── Ausgewählter Text ──

Ich habe jetzt "fsck /dev/sda3" gestartet und bei den betroffenen Blöcken gesagt er soll die Fehler ignorieren und sie beschreibbar machen (hoffentlich war das nicht falsch). Jedenfalls hat er danach weiter gemacht mit dem checken.

Jetzt passiert garnichts mehr. Es sieht aus als wäre er mitten im Check stehen geblieben. Es kommt keine Eingabeaufforderung. Ich hoffe, das war nicht schlimm... 

EDIT: Ich hab den Check abgebrochen und lasse ihn jetzt nicht mehr die Fehler ignorieren...

EDIT2: Wenn ich die Fehler nicht mehr ignorieren lasse, dann bricht fsck den Vorgang komplett ab.


----------



## NM78 (10. Juli 2008)

Mit fsck lies sich die Platte leider nicht mehr reparieren, zuviele Fehler...

Ich habe sie dann in einen Vista Rechner eingebaut und die wichtigeren Daten (zum Glück noch ok) mit Hilfe des Programms driver-fs (Linux Platten in Windows einbinden und lesen) kopiert:

http://www.fs-driver.org/index.html

Das Thema kann geschlossen werden. Vielen Dank für Eure Hinweise!


----------



## Dennis Wronka (10. Juli 2008)

───

▶ _Aufgabenstellung 1_:
Beantworten Sie anhand des Forenausschnitts über fsck diese Fragen:
(a) Welcher Befehl wird zu Beginn gestartet?
(b) Was geschieht laut „EDIT2“, wenn fsck die Fehler nicht mehr ignorieren darf?
(c) In was für einen Rechner wird die Platte danach eingebaut?
▶ _Aufgabenstellung 2_: Zählen Sie alle Namen von Programmen und Betriebssystemen auf, die im Fließtext des Forenausschnitts über fsck vorkommen. Die Webadresse bleibt dabei unberücksichtigt.
▶ _Aufgabenstellung 3_: Führen Sie den Forenausschnitt über die defekte Festplatte und fsck weiter.
Die Daten unten stammen aus einer anderen Quelle.

── Bereitgestellte Daten ──

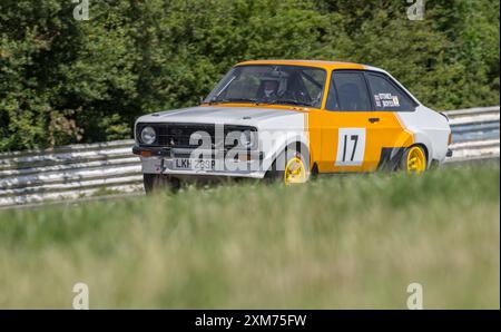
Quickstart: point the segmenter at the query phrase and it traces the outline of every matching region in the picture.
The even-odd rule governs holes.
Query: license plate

───

▶ _Erwartete Antwort 1_:
(a) fsck /dev/sda3
(b) fsck bricht den Vorgang komplett ab.
(c) In einen Vista-Rechner.

▶ _Erwartete Antwort 2_: fsck, Vista, driver-fs, Linux, Windows

▶ _Erwartete Antwort 3_:
NM78 hat gesagt.:


> Jetzt passiert garnichts mehr. Es sieht aus als wäre er mitten im Check stehen geblieben. Es kommt keine Eingabeaufforderung. Ich hoffe, das war nicht schlimm...


So ein Check kann eine ganze Weile dauern, das haengt in erster Linie von der Groesse der Platte und ihrer Geschwindigkeit ab.



NM78 hat gesagt.:


> EDIT: Ich hab den Check abgebrochen und lasse ihn jetzt nicht mehr die Fehler ignorieren...


Das war, meiner Meinung nach, keine so gute Idee. Wie gesagt, so ein Check kann was dauern.



			
				NM78 hat gesagt.:
			
		

> Das Thema kann geschlossen werden. Vielen Dank für Eure Hinweise!


Sowas machen wir hier nicht. Du kannst das Thema aber unten als erledigt markieren.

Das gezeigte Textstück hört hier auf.